━━━ Data provided

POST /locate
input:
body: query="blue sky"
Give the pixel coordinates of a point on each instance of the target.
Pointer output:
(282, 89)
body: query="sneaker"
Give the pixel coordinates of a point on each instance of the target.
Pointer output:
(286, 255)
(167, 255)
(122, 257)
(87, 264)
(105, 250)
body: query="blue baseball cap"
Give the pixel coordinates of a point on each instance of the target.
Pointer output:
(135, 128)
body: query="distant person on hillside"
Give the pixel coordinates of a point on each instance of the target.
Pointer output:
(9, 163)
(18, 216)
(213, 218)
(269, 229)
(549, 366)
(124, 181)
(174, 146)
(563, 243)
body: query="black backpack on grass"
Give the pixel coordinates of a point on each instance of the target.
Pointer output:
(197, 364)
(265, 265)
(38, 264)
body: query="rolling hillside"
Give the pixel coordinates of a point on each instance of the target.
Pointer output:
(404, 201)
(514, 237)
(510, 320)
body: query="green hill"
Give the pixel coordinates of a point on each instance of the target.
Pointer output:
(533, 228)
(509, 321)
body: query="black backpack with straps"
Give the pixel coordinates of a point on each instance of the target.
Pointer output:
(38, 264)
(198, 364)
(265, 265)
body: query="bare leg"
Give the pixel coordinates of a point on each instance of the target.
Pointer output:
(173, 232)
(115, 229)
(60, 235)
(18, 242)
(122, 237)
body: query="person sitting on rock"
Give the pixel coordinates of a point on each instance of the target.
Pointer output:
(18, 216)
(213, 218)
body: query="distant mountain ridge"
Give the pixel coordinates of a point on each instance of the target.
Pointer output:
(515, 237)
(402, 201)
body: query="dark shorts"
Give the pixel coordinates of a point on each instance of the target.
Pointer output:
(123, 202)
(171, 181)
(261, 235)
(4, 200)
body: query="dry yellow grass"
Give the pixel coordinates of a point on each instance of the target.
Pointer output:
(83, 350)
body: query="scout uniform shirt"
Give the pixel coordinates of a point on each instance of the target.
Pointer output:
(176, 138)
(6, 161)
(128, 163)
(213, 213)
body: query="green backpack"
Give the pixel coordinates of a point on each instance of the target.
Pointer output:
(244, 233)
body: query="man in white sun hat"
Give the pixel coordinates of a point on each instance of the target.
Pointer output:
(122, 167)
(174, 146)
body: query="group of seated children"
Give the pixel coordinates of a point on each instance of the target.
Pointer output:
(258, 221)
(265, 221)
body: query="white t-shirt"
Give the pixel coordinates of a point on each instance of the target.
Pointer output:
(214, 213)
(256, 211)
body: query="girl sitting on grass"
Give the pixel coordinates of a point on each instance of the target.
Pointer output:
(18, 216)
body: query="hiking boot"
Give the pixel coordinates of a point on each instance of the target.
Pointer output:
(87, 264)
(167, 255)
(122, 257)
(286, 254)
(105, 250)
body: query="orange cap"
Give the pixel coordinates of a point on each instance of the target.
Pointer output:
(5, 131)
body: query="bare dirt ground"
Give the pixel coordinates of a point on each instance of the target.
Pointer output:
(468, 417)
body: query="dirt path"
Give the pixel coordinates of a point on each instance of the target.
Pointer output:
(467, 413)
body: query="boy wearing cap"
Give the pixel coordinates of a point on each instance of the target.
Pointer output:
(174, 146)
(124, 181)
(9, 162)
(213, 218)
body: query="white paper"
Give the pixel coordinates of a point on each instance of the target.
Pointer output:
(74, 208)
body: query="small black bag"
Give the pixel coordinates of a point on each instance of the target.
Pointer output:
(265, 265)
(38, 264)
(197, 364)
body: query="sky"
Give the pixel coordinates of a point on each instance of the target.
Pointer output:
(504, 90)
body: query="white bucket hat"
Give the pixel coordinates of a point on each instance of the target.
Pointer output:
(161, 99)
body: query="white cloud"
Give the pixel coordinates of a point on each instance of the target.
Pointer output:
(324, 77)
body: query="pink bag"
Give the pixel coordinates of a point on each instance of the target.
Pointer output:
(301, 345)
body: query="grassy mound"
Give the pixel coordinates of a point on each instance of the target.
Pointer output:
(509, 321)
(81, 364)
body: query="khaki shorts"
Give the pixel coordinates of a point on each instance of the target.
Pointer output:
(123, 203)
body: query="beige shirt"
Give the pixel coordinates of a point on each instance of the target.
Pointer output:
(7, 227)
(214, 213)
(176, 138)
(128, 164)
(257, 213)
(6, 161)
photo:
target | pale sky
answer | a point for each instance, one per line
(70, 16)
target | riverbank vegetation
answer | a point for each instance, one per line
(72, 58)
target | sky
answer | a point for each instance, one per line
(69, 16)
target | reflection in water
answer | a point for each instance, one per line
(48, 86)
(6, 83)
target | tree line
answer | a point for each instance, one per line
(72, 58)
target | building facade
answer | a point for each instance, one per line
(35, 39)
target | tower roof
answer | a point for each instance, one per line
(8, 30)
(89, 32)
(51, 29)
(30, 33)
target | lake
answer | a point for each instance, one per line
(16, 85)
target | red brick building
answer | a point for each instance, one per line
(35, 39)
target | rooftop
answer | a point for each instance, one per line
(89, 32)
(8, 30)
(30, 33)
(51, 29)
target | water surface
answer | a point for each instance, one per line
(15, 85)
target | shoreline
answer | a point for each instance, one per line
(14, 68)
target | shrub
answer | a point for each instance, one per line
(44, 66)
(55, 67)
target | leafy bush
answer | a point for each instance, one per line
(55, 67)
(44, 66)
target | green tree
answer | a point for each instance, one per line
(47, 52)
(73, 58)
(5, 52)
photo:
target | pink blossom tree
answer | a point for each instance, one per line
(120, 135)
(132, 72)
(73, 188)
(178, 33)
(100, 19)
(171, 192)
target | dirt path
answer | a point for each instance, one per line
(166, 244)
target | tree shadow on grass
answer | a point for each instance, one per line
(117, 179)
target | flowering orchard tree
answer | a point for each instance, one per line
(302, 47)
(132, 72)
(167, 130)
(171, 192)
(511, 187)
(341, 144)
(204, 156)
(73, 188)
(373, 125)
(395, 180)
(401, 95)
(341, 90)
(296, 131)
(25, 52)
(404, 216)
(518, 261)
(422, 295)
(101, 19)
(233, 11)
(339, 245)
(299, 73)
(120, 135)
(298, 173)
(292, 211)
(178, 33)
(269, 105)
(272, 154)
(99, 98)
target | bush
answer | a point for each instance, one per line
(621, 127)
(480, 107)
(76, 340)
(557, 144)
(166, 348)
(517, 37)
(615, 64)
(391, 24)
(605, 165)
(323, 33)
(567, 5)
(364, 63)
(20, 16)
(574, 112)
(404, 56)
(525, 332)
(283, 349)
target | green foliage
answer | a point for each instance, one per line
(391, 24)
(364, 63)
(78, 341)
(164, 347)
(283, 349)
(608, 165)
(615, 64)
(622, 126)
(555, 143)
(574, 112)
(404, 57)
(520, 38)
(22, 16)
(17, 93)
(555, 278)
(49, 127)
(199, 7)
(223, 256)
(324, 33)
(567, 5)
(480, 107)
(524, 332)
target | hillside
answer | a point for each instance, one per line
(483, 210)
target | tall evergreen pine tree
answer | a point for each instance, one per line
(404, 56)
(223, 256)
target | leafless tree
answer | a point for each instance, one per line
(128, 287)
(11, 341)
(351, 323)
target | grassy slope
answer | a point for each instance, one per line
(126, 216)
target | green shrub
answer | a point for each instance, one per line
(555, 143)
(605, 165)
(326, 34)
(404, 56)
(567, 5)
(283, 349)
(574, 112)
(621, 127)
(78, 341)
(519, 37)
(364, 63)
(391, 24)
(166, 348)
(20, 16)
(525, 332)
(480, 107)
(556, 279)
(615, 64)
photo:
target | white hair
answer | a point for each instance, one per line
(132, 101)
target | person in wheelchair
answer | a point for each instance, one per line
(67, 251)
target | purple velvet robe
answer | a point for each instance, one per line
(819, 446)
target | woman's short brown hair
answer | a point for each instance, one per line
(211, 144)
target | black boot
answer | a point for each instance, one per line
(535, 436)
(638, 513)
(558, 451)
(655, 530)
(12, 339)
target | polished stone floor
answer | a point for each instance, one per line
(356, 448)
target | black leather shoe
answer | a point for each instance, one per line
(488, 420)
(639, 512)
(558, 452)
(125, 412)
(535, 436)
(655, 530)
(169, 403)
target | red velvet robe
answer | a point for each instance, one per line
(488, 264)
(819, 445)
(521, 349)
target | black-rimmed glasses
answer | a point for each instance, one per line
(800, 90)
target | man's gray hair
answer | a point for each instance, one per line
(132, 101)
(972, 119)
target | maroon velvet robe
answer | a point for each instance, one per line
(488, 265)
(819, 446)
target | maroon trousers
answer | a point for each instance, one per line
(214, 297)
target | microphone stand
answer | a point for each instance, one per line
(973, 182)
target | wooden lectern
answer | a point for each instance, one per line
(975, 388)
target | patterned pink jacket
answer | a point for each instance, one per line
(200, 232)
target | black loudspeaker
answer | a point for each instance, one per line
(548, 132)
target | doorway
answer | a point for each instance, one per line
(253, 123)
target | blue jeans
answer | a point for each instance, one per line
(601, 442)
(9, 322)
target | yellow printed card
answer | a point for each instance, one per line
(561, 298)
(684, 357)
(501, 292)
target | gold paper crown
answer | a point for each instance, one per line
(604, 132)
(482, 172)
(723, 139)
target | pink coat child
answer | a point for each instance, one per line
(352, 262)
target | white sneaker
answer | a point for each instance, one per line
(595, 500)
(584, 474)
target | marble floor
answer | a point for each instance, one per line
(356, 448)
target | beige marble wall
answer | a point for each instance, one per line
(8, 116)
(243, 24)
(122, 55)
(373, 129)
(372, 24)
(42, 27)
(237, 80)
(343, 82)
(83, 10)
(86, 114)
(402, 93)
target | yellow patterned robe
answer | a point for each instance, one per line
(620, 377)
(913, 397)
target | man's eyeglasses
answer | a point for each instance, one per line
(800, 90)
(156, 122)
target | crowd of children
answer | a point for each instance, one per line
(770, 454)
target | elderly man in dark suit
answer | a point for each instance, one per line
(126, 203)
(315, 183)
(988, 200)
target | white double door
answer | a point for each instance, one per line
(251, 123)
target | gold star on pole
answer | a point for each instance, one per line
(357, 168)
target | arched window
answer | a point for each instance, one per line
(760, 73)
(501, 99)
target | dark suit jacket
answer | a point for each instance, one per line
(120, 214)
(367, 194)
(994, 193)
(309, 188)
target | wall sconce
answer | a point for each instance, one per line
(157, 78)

━━━━━━

Whenever the string "person" shows up in a line of the records, copy that line.

body: query="distant person on hillside"
body: query="person sitting on rock"
target | person in wheelchair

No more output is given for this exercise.